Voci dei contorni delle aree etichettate

----

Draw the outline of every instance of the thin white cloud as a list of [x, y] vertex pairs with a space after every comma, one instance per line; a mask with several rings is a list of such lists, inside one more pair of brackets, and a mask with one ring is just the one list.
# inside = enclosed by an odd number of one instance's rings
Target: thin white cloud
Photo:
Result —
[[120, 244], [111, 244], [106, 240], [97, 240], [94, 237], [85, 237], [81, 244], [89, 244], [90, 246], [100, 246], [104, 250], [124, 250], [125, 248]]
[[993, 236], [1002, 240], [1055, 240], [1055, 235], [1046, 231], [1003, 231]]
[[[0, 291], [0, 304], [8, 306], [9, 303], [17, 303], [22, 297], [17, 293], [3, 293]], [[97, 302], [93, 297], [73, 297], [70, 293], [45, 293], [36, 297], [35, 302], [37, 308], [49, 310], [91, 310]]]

----

Istruzioni da seguire. Individua tutte le righe dei record che contengono la parola "inside" e ricopiale.

Risposta.
Draw the outline of every instance of the thin white cloud as a list of [x, y] vertex pairs with a space after every comma, one instance per line; a mask with several rings is a list of such lists, inside one more pair of brackets, and a mask with one ring is just the one list.
# inside = enclosed by an odd number of one instance's rings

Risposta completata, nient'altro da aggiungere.